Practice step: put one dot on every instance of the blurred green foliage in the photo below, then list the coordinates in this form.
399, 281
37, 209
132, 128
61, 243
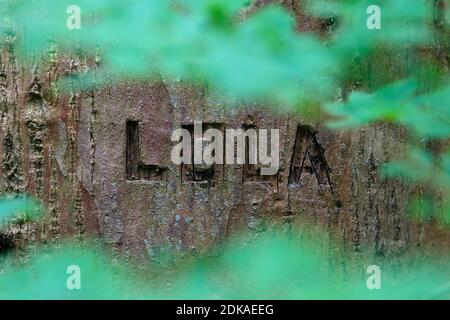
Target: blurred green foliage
274, 266
255, 56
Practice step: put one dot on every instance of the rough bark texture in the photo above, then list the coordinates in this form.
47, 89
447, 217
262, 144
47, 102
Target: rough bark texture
100, 161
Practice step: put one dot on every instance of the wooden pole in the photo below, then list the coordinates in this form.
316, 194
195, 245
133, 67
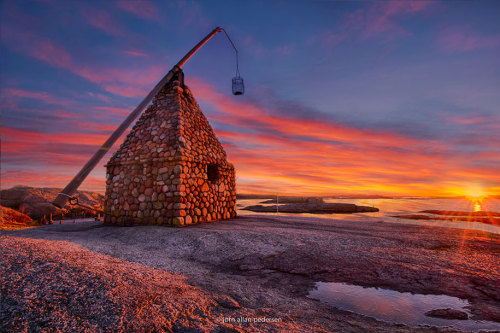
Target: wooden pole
71, 188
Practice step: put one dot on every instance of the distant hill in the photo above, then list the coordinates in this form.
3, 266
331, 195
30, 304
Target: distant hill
11, 219
36, 202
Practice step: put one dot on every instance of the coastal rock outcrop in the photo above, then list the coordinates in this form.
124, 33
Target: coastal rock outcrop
313, 208
448, 314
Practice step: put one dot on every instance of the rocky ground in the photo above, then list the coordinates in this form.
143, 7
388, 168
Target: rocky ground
95, 278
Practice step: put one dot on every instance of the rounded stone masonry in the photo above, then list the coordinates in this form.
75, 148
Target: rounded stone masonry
171, 169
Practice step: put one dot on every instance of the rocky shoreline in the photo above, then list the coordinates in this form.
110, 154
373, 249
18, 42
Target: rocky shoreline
253, 266
313, 208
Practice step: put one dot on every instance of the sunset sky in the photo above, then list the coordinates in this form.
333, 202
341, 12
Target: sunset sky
342, 97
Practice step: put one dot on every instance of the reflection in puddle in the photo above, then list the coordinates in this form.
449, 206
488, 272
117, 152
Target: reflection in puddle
393, 306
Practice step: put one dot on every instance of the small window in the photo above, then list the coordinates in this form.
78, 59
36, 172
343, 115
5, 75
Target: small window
213, 172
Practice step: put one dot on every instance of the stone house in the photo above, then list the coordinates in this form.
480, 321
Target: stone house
171, 169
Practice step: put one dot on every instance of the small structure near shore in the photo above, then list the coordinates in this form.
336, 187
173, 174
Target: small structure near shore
171, 169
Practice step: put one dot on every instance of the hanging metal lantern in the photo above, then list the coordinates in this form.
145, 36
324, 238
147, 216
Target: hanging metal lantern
238, 86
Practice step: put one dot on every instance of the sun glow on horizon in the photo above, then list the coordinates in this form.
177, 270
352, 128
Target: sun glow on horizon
474, 191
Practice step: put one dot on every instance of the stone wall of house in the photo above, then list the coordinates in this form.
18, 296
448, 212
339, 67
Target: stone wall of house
171, 169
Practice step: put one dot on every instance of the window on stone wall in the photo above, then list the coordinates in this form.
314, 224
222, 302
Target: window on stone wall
213, 172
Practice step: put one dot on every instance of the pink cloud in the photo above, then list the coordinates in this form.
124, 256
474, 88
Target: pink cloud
47, 98
285, 50
382, 17
135, 53
463, 39
128, 82
140, 8
40, 48
102, 20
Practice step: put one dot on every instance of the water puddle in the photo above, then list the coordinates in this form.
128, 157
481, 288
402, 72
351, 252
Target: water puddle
394, 306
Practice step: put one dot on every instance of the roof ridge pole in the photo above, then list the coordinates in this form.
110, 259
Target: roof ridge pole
70, 189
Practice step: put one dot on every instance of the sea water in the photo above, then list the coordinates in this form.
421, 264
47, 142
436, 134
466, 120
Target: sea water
402, 206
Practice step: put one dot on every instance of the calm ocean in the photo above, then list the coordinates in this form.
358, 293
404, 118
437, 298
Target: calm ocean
400, 206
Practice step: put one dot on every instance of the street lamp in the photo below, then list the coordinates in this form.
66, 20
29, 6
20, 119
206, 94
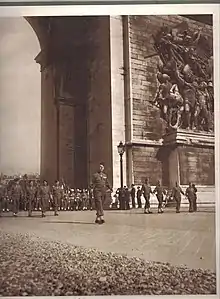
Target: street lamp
121, 150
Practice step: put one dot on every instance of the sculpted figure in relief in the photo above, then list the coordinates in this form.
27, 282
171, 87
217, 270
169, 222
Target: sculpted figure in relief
185, 93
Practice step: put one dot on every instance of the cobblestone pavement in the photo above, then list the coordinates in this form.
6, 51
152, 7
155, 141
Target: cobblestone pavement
180, 239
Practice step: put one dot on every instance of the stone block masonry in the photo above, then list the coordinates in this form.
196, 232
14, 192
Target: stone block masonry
146, 121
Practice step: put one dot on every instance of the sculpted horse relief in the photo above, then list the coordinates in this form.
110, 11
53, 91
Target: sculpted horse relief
185, 92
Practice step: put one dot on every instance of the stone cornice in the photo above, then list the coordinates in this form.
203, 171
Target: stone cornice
189, 138
143, 142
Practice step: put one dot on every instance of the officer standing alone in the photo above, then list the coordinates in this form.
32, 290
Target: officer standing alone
159, 190
45, 196
100, 184
146, 190
176, 194
58, 194
31, 193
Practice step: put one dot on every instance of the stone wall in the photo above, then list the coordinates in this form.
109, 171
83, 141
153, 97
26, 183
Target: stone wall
196, 165
147, 124
48, 128
146, 164
99, 99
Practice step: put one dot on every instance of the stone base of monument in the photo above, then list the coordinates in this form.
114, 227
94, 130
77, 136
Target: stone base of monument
188, 156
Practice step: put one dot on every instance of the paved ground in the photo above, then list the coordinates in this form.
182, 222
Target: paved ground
180, 239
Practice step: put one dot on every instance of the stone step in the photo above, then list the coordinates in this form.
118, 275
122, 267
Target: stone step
205, 198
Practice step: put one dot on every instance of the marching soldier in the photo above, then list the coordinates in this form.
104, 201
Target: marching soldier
58, 193
195, 198
16, 195
2, 197
45, 196
31, 197
24, 186
100, 185
127, 198
146, 190
190, 194
139, 193
133, 193
90, 198
176, 194
159, 190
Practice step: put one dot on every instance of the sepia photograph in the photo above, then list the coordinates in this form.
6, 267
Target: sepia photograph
107, 154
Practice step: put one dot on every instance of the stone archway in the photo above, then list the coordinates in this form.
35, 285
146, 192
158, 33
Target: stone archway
20, 101
76, 131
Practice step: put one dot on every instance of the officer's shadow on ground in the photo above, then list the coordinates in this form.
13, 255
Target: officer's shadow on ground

· · ·

=== EXERCISE INSTRUCTIONS ===
Report back each line in the material above that contains the string "below".

=== RESULT OF THIS TASK ===
Practice step: put one dot on every instance of the blurred green foliage in the photo below, then list the coordinates in this form.
Practice step: put one dot on every instance of the wooden pole in the photo below, then list the coordinates in this form.
Practice step: put one dot on every instance of the street lamp in the photo below, then list the coordinates in this form.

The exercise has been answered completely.